(EXERCISE DIRECTIONS):
Which lines of the records below contain the word "covered"? Extract every one of them.

(THE RECORDS):
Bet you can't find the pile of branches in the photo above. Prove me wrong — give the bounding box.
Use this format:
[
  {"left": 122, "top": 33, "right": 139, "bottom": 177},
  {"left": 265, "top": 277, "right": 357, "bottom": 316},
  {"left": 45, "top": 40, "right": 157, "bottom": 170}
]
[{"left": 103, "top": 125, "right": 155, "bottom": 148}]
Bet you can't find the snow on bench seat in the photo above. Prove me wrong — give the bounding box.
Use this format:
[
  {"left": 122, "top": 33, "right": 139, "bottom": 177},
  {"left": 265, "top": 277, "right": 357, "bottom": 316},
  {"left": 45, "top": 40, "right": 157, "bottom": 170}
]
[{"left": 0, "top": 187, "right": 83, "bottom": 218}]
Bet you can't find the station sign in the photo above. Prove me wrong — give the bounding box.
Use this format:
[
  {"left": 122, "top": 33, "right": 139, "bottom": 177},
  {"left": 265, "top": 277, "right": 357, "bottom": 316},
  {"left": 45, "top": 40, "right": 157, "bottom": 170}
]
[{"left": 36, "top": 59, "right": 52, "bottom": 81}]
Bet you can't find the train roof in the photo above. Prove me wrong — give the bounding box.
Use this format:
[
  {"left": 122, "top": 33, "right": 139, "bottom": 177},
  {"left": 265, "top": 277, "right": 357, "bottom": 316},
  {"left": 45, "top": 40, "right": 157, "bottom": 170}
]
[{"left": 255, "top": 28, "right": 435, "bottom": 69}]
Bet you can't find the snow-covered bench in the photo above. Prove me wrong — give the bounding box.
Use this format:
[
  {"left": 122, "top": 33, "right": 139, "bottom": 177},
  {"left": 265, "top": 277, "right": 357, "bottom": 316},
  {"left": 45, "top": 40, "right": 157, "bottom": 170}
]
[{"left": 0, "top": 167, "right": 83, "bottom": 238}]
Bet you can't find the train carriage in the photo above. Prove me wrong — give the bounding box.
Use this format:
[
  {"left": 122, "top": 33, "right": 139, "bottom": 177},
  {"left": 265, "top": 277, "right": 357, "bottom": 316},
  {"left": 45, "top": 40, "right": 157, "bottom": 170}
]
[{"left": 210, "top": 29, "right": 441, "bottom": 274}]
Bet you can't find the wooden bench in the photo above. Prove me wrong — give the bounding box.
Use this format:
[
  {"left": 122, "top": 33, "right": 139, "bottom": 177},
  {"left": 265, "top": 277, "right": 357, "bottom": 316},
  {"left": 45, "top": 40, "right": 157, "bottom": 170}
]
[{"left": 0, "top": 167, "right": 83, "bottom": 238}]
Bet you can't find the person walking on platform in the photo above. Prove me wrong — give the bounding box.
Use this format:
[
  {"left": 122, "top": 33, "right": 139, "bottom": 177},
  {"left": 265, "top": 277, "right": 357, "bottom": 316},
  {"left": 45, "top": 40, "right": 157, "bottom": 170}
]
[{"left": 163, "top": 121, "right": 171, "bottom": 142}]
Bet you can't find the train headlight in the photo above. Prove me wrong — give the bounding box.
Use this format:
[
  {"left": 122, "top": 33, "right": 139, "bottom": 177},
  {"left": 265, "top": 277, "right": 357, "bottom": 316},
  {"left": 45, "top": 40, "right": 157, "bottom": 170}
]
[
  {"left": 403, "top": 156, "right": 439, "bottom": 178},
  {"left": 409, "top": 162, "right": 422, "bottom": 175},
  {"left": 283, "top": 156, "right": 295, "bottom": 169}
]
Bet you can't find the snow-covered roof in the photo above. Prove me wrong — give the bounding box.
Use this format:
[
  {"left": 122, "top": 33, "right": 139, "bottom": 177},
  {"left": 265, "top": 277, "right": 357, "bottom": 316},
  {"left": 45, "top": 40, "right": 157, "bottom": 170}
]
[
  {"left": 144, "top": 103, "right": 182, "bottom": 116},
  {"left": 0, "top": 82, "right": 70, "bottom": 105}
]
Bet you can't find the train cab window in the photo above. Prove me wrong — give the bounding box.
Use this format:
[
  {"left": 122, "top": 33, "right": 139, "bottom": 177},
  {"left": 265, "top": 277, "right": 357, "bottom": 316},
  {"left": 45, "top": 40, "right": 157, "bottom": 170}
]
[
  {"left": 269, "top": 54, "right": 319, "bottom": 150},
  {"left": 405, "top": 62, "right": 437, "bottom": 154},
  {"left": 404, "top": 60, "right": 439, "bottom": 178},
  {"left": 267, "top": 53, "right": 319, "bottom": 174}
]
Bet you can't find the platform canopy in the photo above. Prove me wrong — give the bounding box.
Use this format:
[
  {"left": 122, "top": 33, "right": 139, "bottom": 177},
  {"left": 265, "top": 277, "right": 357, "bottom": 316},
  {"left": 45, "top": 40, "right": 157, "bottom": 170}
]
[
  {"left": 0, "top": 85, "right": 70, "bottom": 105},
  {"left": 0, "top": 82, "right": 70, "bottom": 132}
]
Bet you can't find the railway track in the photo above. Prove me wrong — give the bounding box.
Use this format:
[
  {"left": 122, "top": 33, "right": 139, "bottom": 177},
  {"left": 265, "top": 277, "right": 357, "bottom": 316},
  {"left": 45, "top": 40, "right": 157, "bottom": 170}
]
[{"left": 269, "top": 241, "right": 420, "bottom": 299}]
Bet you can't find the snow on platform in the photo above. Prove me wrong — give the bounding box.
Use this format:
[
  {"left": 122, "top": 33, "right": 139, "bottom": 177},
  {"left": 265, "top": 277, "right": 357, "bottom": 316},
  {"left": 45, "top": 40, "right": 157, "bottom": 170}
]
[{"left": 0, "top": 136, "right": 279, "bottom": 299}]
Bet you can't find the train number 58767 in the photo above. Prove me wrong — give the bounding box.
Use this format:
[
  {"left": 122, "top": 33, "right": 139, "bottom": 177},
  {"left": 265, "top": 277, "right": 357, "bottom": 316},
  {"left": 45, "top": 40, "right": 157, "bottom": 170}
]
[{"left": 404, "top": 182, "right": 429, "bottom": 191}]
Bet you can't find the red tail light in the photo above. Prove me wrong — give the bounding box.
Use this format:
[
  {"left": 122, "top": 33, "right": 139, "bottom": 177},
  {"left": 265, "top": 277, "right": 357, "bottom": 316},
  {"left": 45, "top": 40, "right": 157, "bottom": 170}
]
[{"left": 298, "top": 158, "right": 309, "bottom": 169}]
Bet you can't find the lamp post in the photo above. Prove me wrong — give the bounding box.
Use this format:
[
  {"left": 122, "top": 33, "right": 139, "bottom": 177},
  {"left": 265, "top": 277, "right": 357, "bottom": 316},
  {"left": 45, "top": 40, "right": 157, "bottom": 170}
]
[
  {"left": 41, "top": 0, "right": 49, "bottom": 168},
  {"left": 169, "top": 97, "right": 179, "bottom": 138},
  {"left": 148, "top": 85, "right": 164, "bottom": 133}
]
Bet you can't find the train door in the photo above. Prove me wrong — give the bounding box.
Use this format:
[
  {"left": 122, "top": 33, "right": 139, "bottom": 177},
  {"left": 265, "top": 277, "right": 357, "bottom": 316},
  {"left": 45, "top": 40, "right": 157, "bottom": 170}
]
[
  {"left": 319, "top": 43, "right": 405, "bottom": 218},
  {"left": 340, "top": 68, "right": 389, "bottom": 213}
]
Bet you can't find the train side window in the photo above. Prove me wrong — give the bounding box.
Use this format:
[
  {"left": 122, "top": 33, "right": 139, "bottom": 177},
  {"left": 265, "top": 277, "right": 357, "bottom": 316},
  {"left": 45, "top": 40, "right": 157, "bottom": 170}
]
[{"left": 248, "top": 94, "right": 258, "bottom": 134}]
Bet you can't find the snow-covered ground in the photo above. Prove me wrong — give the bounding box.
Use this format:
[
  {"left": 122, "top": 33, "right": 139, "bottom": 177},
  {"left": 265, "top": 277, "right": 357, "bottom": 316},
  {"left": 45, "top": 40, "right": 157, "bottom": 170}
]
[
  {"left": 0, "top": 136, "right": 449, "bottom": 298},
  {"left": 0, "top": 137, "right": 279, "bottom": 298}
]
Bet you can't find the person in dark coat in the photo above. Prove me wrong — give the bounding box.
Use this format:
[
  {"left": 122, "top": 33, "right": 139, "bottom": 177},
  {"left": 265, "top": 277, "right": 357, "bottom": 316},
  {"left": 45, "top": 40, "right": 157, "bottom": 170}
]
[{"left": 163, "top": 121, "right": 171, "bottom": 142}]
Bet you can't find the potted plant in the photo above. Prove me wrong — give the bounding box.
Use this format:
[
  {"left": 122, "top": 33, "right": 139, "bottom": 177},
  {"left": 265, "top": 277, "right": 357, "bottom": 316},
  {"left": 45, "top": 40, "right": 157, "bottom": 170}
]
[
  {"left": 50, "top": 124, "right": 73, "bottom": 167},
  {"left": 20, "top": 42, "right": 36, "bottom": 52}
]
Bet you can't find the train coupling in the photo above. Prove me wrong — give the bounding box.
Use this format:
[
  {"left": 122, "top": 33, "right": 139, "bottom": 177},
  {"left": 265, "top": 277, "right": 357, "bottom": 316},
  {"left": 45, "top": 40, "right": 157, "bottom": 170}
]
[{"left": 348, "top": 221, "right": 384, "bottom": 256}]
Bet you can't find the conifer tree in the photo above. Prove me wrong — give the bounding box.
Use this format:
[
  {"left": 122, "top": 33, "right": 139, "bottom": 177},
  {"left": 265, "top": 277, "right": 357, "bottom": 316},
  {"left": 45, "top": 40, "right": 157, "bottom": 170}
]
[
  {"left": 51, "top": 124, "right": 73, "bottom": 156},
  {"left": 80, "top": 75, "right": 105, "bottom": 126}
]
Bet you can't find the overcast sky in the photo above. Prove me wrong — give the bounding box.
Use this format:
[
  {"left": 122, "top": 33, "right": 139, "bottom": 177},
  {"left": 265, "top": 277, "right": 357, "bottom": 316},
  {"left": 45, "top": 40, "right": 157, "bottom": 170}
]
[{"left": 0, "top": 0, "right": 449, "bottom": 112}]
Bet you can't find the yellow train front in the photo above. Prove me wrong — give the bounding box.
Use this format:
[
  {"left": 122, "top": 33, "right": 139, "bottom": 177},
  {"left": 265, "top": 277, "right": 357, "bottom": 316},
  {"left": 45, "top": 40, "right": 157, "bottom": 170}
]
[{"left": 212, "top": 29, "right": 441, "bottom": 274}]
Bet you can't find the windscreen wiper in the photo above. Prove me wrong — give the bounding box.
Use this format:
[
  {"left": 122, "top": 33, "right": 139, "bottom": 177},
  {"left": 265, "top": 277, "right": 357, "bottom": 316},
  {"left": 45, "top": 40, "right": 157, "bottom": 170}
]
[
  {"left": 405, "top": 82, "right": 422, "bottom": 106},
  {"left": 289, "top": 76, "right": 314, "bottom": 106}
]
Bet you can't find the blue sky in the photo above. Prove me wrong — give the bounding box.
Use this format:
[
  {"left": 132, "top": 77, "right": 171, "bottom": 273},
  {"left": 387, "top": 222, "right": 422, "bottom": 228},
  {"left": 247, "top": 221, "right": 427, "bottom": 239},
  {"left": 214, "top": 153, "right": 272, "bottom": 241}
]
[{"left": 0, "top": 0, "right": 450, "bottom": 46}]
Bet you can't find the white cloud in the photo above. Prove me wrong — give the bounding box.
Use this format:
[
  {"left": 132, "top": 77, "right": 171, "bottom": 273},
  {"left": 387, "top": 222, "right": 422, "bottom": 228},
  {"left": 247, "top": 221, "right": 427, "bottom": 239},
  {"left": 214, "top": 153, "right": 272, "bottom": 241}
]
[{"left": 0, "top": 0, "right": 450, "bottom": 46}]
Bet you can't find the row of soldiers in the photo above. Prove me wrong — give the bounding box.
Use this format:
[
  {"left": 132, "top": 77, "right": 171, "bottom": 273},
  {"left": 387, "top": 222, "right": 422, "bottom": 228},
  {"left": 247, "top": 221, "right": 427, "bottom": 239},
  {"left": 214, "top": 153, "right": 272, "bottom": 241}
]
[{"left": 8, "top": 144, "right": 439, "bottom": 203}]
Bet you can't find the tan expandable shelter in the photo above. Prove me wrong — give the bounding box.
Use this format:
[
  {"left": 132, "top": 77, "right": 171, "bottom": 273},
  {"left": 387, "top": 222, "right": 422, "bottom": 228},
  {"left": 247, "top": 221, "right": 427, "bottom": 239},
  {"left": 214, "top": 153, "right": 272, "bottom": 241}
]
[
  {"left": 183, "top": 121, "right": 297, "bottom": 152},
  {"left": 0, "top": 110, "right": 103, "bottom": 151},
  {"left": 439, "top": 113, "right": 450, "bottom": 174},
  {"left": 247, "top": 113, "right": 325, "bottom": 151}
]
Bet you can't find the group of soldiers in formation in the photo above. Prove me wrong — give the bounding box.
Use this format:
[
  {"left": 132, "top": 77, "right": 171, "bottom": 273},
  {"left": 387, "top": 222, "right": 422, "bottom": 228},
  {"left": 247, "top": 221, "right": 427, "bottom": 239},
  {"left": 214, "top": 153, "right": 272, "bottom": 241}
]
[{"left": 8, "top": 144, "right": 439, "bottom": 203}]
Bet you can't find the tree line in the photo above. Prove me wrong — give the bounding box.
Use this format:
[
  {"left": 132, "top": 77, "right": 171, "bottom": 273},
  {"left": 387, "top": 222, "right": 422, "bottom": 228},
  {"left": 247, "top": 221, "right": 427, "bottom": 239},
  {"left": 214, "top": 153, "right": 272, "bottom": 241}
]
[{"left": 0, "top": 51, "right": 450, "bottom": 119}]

(WORKED SOLUTION):
Bet you can't find the snow-covered bench in the photo above. Prove me wrong — give the bounding box.
Bet you can't find the snow-covered roof in the photo above. Prove me wrong — give the bounding box.
Bet you can't find the snow-covered ground in the photo above. Prove me wrong — give the bounding box.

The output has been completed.